Records excerpted from a collection
= Beginning of Section =

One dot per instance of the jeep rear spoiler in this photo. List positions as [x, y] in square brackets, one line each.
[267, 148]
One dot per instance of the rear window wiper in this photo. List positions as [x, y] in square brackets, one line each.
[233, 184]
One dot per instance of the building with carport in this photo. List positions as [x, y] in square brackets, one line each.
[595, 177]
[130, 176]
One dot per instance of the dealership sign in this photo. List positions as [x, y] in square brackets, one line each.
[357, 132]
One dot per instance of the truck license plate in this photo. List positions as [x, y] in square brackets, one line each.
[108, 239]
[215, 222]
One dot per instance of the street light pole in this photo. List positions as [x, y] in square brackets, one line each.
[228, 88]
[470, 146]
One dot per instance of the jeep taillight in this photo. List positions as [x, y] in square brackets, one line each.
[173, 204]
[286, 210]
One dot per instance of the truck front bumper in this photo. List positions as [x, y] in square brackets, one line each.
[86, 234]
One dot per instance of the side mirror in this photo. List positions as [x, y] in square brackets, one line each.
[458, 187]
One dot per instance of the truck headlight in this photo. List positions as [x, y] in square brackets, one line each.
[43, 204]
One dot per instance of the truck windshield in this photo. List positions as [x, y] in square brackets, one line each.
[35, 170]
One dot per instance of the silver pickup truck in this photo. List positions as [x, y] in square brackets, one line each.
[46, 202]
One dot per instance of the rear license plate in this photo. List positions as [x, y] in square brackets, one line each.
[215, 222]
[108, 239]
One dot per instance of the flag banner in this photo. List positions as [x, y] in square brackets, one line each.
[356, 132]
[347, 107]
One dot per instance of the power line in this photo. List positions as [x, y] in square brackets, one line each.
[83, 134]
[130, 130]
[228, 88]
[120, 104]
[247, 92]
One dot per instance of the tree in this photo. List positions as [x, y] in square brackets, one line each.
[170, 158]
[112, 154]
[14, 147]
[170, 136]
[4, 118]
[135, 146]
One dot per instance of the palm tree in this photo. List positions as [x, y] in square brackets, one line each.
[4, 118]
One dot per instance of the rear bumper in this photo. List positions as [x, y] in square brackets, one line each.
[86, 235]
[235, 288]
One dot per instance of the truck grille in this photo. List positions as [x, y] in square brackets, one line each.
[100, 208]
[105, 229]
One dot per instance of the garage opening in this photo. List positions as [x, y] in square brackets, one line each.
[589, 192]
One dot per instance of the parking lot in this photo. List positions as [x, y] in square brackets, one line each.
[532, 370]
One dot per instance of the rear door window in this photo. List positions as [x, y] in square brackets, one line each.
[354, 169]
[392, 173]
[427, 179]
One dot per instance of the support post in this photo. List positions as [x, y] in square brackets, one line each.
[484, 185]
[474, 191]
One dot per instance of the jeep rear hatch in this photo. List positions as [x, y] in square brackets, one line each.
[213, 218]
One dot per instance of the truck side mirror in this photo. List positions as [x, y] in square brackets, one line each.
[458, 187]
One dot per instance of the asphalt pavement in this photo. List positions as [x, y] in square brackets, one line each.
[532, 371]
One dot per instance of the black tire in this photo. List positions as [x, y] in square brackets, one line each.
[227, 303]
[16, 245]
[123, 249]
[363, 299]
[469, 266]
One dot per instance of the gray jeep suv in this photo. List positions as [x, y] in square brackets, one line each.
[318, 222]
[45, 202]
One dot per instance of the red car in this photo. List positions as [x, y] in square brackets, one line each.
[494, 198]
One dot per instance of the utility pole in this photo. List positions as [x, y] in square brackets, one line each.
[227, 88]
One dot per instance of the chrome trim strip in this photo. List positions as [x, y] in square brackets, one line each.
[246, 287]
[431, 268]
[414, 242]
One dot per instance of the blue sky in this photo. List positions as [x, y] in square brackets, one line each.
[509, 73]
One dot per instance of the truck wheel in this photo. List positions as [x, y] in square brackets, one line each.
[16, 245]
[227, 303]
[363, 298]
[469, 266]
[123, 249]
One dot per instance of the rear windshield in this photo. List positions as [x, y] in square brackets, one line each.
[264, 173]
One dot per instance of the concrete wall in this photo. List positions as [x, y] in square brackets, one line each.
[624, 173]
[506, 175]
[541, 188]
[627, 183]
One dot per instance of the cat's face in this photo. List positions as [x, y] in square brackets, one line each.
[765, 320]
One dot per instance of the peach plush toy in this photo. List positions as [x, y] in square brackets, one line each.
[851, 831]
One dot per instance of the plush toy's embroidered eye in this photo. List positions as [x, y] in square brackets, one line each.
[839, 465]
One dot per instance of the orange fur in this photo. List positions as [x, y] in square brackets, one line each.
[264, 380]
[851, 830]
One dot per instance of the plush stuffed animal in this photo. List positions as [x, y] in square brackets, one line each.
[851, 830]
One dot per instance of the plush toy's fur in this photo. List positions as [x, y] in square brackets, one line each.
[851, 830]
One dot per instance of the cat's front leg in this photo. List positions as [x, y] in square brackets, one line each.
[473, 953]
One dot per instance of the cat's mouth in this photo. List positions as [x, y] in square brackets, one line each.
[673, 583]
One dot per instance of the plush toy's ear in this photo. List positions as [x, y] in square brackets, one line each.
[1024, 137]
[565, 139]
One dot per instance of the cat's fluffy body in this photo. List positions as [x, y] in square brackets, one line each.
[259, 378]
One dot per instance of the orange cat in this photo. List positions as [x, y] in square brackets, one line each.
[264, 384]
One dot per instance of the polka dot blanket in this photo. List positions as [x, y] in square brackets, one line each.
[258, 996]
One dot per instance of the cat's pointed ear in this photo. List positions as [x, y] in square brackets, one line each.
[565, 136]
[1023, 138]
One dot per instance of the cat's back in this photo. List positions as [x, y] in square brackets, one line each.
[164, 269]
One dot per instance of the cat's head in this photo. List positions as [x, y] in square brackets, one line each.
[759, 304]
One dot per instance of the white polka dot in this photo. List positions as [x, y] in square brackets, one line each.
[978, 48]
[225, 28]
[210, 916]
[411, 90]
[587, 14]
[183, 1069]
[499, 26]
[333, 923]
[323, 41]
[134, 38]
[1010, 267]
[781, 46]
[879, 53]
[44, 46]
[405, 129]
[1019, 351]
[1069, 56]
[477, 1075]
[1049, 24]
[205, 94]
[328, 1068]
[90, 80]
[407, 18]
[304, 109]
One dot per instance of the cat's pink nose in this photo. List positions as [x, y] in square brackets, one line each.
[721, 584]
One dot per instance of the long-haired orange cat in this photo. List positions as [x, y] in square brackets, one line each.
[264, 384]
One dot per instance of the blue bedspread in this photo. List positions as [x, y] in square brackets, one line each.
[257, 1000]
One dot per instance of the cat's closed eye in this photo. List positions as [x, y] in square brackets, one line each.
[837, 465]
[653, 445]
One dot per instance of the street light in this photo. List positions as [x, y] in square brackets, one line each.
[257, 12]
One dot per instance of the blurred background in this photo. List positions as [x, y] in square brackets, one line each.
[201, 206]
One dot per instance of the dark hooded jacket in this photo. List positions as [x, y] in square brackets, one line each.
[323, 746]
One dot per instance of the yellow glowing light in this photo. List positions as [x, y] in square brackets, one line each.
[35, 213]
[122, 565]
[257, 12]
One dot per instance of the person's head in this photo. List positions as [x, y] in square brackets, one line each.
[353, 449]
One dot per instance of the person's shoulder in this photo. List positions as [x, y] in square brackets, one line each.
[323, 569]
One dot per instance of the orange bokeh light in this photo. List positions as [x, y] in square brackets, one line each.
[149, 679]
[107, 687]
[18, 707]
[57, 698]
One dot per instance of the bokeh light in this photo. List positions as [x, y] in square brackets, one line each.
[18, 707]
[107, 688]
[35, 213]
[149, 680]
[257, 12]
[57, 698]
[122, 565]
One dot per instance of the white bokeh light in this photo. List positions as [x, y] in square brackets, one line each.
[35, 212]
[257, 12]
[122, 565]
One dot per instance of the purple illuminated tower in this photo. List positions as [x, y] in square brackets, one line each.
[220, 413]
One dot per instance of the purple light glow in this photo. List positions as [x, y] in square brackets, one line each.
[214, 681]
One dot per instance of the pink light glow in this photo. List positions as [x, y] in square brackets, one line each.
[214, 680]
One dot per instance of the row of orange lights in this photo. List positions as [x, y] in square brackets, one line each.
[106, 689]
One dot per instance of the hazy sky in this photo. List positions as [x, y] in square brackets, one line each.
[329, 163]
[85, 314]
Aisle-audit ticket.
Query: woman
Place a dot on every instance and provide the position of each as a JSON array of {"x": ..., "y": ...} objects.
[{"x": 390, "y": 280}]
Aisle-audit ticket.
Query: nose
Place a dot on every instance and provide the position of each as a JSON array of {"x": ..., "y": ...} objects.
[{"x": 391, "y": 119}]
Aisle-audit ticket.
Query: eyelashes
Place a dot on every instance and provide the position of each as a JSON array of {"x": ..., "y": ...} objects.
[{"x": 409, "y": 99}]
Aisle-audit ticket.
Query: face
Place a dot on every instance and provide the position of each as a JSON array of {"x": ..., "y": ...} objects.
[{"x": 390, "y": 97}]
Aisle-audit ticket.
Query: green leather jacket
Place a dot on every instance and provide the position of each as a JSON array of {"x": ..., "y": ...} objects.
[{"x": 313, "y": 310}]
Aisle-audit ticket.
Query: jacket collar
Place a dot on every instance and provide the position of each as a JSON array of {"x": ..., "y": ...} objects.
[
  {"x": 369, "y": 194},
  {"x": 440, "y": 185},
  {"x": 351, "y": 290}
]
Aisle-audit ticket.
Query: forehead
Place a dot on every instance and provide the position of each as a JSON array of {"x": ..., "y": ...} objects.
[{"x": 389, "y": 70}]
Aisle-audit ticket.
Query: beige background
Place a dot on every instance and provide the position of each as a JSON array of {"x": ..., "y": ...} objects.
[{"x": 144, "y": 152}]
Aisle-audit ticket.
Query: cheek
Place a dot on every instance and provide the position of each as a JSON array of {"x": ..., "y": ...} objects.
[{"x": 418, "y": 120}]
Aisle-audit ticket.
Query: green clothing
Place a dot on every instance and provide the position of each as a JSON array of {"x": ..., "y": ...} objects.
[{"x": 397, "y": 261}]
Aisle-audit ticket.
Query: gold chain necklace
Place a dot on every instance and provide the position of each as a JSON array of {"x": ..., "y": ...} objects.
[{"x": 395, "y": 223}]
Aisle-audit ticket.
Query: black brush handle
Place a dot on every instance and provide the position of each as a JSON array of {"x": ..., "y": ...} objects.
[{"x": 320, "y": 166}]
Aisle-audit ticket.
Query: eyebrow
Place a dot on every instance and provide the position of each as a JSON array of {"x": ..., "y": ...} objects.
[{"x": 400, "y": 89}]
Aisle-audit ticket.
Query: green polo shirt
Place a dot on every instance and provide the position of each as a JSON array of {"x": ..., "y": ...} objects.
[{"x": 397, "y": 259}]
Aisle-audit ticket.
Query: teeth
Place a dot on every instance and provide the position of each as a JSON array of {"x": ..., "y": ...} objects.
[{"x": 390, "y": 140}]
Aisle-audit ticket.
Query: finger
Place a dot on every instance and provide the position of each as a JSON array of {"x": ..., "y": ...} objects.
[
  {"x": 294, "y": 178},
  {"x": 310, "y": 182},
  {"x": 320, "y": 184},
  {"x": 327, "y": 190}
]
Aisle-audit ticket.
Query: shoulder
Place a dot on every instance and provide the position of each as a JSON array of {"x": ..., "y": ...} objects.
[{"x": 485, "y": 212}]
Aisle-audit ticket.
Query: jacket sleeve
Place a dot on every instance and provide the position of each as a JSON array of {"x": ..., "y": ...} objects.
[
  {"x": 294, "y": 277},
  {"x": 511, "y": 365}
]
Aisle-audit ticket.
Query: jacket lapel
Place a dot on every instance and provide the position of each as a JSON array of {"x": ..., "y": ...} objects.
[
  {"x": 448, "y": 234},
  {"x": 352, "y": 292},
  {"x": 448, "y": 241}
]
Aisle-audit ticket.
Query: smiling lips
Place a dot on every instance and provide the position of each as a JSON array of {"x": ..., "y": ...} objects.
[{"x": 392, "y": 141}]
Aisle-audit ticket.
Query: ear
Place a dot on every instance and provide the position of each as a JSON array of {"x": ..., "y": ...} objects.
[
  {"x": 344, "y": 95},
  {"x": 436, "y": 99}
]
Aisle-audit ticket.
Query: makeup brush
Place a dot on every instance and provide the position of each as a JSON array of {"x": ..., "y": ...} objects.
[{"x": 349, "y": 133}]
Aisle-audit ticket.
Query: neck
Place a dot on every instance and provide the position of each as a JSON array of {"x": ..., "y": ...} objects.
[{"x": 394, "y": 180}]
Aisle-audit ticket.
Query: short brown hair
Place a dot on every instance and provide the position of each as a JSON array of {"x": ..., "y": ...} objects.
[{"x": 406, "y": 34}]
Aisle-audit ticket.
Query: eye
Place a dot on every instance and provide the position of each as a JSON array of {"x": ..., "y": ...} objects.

= End of Section =

> [Description of the task]
Go through the records and pull out each line that includes the word "green".

> [Your response]
Query: green leather jacket
Query: green clothing
Query: green polo shirt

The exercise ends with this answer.